#### Data rows ####

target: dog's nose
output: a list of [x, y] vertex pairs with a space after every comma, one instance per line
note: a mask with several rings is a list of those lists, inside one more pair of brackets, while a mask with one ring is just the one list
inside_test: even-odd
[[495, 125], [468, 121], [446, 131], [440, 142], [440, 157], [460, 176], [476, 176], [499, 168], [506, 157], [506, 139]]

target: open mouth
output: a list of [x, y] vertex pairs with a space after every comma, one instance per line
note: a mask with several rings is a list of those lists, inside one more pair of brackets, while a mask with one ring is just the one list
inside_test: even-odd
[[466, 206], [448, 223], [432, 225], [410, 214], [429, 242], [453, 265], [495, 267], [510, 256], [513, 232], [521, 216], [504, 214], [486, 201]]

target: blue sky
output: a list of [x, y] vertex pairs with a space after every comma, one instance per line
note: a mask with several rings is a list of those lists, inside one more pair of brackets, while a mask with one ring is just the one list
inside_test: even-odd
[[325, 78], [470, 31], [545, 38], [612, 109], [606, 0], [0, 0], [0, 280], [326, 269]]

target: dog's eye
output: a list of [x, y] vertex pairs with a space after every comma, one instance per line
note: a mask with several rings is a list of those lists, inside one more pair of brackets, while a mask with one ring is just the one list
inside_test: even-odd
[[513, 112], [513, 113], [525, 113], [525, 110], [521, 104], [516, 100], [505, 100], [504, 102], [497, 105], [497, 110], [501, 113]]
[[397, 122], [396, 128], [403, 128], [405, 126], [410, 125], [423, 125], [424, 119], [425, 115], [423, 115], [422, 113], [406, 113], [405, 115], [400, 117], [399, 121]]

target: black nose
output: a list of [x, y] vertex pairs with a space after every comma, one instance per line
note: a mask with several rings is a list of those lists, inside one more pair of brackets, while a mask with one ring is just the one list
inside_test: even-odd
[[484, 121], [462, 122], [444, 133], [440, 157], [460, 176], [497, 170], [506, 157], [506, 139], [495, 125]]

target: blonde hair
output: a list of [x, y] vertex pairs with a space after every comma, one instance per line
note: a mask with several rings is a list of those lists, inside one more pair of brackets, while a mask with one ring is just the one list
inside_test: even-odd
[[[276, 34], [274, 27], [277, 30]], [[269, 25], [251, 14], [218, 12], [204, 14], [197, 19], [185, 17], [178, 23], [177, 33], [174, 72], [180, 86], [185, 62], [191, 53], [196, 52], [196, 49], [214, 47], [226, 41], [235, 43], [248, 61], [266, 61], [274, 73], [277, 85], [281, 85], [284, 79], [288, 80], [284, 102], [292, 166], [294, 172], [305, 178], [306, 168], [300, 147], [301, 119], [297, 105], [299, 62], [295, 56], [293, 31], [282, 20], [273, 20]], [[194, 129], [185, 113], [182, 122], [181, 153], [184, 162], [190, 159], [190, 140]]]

####

## Problem requirements
Copy all of the records above word for word, with nothing added or left out.

## Output of the exercise
target: dog's nose
output: a list of [x, y] vertex pairs with a space after every comma, one instance per line
note: a mask with several rings is a list of those lists, inside one more pair of brackets, while a mask with one ring is just the one list
inside_test: even-odd
[[495, 125], [468, 121], [446, 131], [440, 142], [440, 157], [460, 176], [476, 176], [499, 168], [506, 157], [506, 139]]

target: open mouth
output: a list of [x, y] vertex pairs with a space after every comma, one instance per line
note: a mask with several rings is a list of those lists, inside one more pair of brackets, while a mask with one ring is just the one list
inside_test: even-odd
[[466, 206], [448, 223], [432, 225], [410, 214], [429, 242], [453, 265], [495, 267], [510, 256], [513, 232], [521, 216], [504, 214], [486, 201]]

target: blue sky
output: a list of [x, y] vertex pairs with a space after every comma, one instance per line
note: a mask with several rings is a list of those lists, inside one more pair of brackets, while a mask with one ring is just the one list
inside_test: even-odd
[[325, 78], [470, 31], [545, 38], [612, 109], [606, 0], [0, 0], [0, 280], [326, 269]]

target: dog's eye
output: a list of [x, y] vertex pairs with a space after every comma, one instance per line
note: a mask with several rings is a list of those lists, inside one more pair of brackets, while a mask with one ring is just the one list
inside_test: even-odd
[[513, 112], [513, 113], [525, 113], [525, 110], [521, 104], [516, 100], [505, 100], [504, 102], [497, 105], [497, 110], [501, 113]]
[[397, 122], [396, 128], [403, 128], [405, 126], [410, 125], [423, 125], [424, 119], [425, 115], [423, 115], [422, 113], [406, 113], [405, 115], [400, 117], [399, 121]]

target: black nose
output: a list of [x, y] vertex pairs with a space after every comma, one instance per line
note: a mask with several rings is a list of those lists, inside one more pair of brackets, while a mask with one ring is just the one list
inside_test: even-odd
[[484, 121], [462, 122], [444, 133], [440, 157], [460, 176], [497, 170], [506, 157], [506, 139], [495, 125]]

target: blonde hair
output: a list of [x, y] vertex pairs with a space after every comma, one instance per line
note: a mask with several rings is a list of those lists, inside one more pair of brackets, while a mask with one ring is just the one list
inside_test: even-odd
[[[276, 34], [274, 27], [277, 30]], [[269, 25], [251, 14], [218, 12], [204, 14], [197, 19], [185, 17], [178, 23], [177, 33], [174, 72], [180, 86], [185, 62], [191, 53], [196, 52], [196, 49], [214, 47], [226, 41], [235, 43], [248, 61], [266, 61], [274, 73], [277, 85], [281, 85], [284, 79], [288, 80], [284, 102], [292, 166], [294, 172], [305, 178], [306, 168], [300, 147], [301, 119], [297, 105], [299, 62], [295, 56], [293, 31], [282, 20], [273, 20]], [[194, 129], [185, 113], [182, 122], [181, 153], [184, 162], [190, 159], [190, 140]]]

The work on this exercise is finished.